SUPPLIED INFORMATION:
+++

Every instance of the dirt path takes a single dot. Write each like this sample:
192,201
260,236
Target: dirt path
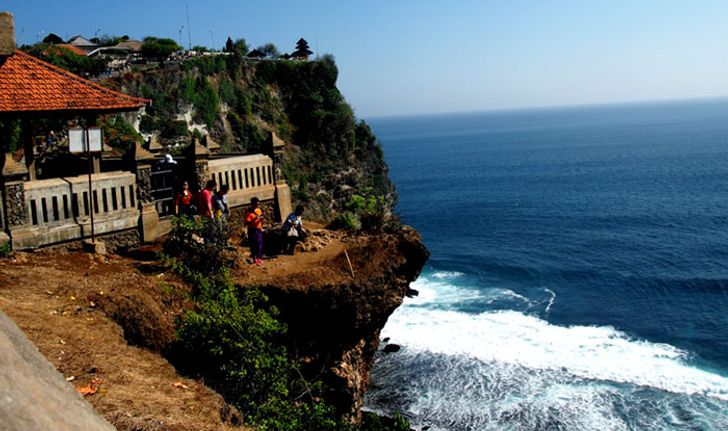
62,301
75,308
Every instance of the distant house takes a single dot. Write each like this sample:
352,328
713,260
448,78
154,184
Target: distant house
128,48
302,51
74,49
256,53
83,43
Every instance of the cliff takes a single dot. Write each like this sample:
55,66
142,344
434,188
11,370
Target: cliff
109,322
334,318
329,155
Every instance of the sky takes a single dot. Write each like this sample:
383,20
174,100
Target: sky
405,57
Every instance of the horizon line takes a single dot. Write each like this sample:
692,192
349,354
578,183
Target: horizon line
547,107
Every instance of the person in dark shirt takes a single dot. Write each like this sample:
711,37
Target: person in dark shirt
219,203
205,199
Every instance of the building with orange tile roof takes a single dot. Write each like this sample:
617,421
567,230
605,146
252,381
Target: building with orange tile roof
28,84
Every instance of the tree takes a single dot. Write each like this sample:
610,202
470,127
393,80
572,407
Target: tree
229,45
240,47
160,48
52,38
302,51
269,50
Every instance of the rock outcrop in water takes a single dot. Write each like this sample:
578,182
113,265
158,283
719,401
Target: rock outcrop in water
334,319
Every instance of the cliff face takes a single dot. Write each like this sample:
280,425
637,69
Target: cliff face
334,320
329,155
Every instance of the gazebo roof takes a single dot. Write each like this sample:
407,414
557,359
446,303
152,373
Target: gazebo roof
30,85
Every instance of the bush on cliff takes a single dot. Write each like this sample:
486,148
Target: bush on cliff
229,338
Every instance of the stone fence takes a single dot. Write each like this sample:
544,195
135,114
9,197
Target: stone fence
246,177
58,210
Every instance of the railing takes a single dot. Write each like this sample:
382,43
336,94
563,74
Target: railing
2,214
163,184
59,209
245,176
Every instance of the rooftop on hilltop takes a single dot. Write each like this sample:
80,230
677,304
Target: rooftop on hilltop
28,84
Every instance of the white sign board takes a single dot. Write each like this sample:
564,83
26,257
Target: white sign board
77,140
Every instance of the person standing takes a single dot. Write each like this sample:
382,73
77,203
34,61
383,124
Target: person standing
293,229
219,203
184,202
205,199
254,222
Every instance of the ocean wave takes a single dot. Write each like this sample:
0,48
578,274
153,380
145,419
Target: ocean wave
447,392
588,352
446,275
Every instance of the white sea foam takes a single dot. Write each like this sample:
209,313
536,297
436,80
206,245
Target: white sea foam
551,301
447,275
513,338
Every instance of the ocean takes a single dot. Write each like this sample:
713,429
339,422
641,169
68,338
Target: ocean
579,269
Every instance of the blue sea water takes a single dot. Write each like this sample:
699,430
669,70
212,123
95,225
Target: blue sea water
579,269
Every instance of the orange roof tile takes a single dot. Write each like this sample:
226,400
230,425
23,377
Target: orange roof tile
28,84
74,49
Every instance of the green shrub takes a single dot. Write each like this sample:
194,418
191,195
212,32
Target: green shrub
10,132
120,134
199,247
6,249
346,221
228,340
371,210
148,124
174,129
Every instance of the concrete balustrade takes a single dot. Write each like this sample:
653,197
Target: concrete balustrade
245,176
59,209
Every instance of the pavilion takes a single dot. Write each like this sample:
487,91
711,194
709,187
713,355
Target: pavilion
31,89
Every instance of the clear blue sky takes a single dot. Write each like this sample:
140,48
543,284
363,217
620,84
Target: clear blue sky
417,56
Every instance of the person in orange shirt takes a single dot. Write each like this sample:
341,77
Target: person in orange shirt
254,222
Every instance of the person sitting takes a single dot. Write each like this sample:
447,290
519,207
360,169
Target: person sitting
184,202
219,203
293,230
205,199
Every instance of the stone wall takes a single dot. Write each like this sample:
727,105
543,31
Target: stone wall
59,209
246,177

+++

ASSIGNMENT: Print out the whole listing word for word. Leave the pictures out.

ANSWER SPACE:
Every instance of the dirt path takes a single dot. Write each like this sample:
192,201
260,236
Target: dirt path
62,301
75,308
Every instance of the distant house takes a single dot. Write each like this sample:
352,328
713,260
448,78
154,184
Target: distant house
128,48
302,51
74,49
256,53
83,43
Every instance of the cliff takes a single dot. Write each like this sample:
55,66
142,344
434,188
11,370
Target: cliff
109,322
334,318
329,155
Every instance of the sky takes a single dot. Write each like this sample:
383,20
174,100
Target: sky
405,57
Every instance of the horizon line takes a single dot. Write each like this sample:
692,192
349,354
578,183
Target: horizon line
547,107
Every instance of the person in dark shirt takes a single dot. Write each like this sample:
711,37
Target: person in dark shirt
219,203
205,199
Every instance of the building with orange tile roof takes a single dot. Write each like this sample:
617,421
567,230
605,146
252,381
Target: building with orange tile roof
28,84
Every instance of the tree takes a single dot. Write each like this sample:
610,202
470,127
393,80
572,407
Target: tree
229,45
240,47
160,48
52,38
302,51
269,50
Every instance of the rock outcrop in water takes a single dot. Write each like this sample:
578,182
113,265
158,283
719,401
Target: rock outcrop in water
334,319
Every instance of the cliff face takes a single dot. Write each like this sample:
280,425
637,69
Target: cliff face
334,320
329,155
Every instance of the gazebo roof takes a single dot. Write each like this sample:
407,414
557,359
446,303
152,373
Target: gazebo roof
30,85
Every instance of the bush on cliff takes a single dot. Write each like this sample:
486,148
Target: bush on cliff
229,338
Every instance of the stone fence takes a single dot. Write each like this sample:
544,195
135,114
9,197
Target: stone fence
246,177
58,210
Every instance of the railing takes a single dot. Write each like this sample:
382,43
336,94
563,74
Target: railing
2,214
163,184
59,209
245,176
Every instance of the rooftop on hilltop takes a single dot. Write each like this sample:
80,230
677,304
Target: rooftop on hilltop
28,84
Every instance of the white sign board takes a single dot. Write each like this sample:
564,83
26,257
Target: white sign board
77,140
Every instance of the person standing takes a single dot. Write each like this sample:
382,73
77,203
34,61
383,124
Target: person standing
293,229
219,203
184,202
205,199
254,222
Every instance of the ocean wave takes a single dot. Write each like this sample:
0,48
578,274
153,380
145,419
Target: ocean wave
447,392
588,352
446,275
Every instance of the white sea foam takes a single dot. Write each like this sample:
209,313
536,297
436,80
206,245
Target: white sea foam
551,301
447,275
513,338
Every instance of the ocean takes a single dot. Write each like this sample:
713,429
339,422
641,169
68,338
Target: ocean
579,269
Every instance of the blue sea water takes a single dot. Write each like this sample:
699,430
669,70
212,123
95,225
Target: blue sea water
579,269
Every instance of the orange roof tile takes a single dot. Write each like this sample:
226,400
230,425
23,377
Target: orange roof tile
28,84
74,49
Every instance of the green shrub takes a single dot. Write each like this sample:
194,418
191,195
212,32
Target: green shrub
10,132
120,134
199,247
6,249
346,221
228,340
371,210
148,124
174,129
Every instance of the concrete balustrade takes a single dot. Write each like this sample:
653,197
Target: concrete balustrade
245,176
59,209
Every instance of the pavilion takes a single dot. Write each like this sample:
487,91
711,194
709,187
713,355
Target: pavilion
31,89
Every instance of the clear blue sky takes a single dot. Write each like this sample:
140,48
543,284
363,217
620,84
Target: clear blue sky
417,56
Every instance of the person in orange shirt takes a single dot. Write each like this sample:
341,77
Target: person in orange shirt
254,222
Every instance of the person sitting takes a single dot. Write each like this sample:
447,290
519,207
360,169
Target: person sitting
184,202
219,203
293,230
205,199
Every instance of the stone wall takes a single dot. Write each like this sample:
727,105
543,31
Target: stone wall
59,209
246,177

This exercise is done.